§ **Given entries**
☆ ☆ ☆ ☆ ☆
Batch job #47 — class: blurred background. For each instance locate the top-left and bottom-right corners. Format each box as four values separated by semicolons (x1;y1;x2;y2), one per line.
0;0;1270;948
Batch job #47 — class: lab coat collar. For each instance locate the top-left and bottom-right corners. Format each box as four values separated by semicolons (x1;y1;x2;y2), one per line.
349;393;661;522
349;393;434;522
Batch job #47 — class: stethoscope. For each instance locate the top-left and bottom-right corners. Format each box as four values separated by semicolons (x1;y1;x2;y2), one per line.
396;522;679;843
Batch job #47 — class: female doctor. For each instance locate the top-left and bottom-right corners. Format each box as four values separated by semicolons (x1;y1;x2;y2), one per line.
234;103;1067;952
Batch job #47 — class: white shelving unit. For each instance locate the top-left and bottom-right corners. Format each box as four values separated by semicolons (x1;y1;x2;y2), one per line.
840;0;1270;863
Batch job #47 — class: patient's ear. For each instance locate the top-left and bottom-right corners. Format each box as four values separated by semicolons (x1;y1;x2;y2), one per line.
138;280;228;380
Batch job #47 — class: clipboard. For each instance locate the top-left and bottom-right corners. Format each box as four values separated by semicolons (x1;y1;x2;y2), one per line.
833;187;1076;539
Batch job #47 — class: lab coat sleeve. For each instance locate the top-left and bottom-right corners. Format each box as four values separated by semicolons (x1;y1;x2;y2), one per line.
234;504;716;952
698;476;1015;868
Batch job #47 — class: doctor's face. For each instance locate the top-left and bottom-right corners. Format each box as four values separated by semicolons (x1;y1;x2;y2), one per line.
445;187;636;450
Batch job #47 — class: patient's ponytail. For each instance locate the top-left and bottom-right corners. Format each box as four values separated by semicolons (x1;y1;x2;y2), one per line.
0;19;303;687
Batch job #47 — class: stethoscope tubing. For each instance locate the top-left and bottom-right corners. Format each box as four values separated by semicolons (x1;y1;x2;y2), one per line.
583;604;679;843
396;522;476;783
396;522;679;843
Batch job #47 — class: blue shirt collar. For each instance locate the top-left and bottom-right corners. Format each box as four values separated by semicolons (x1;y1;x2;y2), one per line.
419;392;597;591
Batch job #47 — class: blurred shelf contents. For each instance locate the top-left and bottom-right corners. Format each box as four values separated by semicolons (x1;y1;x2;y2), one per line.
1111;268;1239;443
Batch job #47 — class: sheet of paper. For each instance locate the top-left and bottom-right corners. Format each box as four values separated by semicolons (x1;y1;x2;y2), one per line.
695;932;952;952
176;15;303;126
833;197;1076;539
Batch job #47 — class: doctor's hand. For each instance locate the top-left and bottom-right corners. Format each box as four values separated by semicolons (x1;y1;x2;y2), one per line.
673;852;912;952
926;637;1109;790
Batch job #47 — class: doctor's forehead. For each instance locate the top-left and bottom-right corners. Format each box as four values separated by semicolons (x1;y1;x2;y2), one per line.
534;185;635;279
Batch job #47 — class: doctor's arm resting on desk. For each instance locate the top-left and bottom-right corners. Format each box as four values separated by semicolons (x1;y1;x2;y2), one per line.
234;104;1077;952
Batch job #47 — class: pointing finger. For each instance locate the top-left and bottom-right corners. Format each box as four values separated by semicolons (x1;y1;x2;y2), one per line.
☆ ☆ ☆ ☆ ☆
§ **Task directions**
Please copy the entire listing above word for word, line by line, from start to finish.

§ **Task output**
Batch job #47 — class: blurred background. For each instance locate the top-left and bottom-right corners. Format each box as four values separated by semicolons (x1;y1;x2;y2), one per line.
0;0;1270;948
Batch job #47 — class: lab coat collar. For each instance locate the top-left and bottom-right corners. Format each box as four values separated by semicolons (x1;y1;x2;y2), one per line.
349;393;661;522
349;393;434;522
Batch job #47 — class: stethoscope. For each instance locate the top-left and bottom-right corners. Format each box as four values separated by semicolons (x1;y1;x2;y2), one per line.
396;522;679;843
Batch job #47 — class: female doctor. For each instance locate the top-left and bottom-right corners. Format each box as four values separated by semicolons (x1;y1;x2;y2), one per line.
234;103;1067;952
Batch job #47 — class: white shelving unit. For each instance locate the top-left and bottom-right corners. Format each box as four values separated by semicolons (x1;y1;x2;y2), one per line.
840;0;1270;863
Batch job #47 — class: patient's ear. For each instance locate the top-left and bottom-right corners. Format each box as four values separated by semicolons (x1;y1;x2;y2), one per line.
138;280;228;380
Batch job #47 — class: clipboard. For each instance locate the top-left and bottom-right corners. Format each box as four values separated by semicolons (x1;y1;x2;y2), one per line.
833;187;1076;539
Batch job #47 — class: lab coat sleeve. For each instance locate the top-left and bottom-right corners. Format each box as four values separated by semicolons (x1;y1;x2;y2), one per line.
234;504;716;952
698;476;1015;868
Batch job #47 — class: doctor's face. For each instance locate the top-left and bottom-right corners. Format each box as four values separated by semicolons (x1;y1;x2;y2), one per line.
445;187;636;450
Batch job #47 — class: patient's ponytail. For each instance locate the top-left and bottom-right corners. Format each box as four values separated by semicolons (x1;y1;x2;y2), one per line.
0;19;303;687
Batch job #47 — class: stethoscope tubing. For each instance locate the top-left and bottom-right corners. Format each box as four values separated by semicolons (x1;y1;x2;y2), one per line.
583;604;679;843
396;522;476;783
396;522;679;843
Batch job #47 — class: blue shirt collar. For each instance locate the top-left and bottom-right corners. Format each box as four values separated by semicolons (x1;y1;x2;y2), one per line.
419;392;597;591
Batch job #47 — class: blurred shelf contents. For each instance locate the top-left and bottom-right corners. Format each box as four values separated by semicolons (x1;y1;x2;y2), one per line.
1111;268;1239;443
Batch job #47 — class: sheet of paper. For each instance locate the top-left and bottom-right corners. Format each box as four values separated by semicolons (x1;y1;x2;y2), one per line.
695;932;952;952
176;15;303;126
833;197;1076;539
Batch job #47 — class: doctor's hand. For each instance locate the top-left and bottom-right corners. Format each box as four values separated by semicolons (x1;y1;x2;y2), one per line.
673;852;912;952
926;637;1109;790
Batch job #47 — class: doctor's forehead. For each instance locate the top-left and bottom-right corners. Format each box as four values separated by semicolons (x1;y1;x2;y2), one per line.
534;185;635;279
Batch job #47 — class: doctor's arm resting on desk. For each instance locate the top-left and bottom-right corners. Format each box as four values separated by semicolons (x1;y1;x2;y2), one per line.
234;104;1077;952
Batch job #47 — class: pointing finger. For each instance locate the top-left and bottom-right corners. Format each box as four values separated by semicolons (x1;y1;x2;y2), one per line.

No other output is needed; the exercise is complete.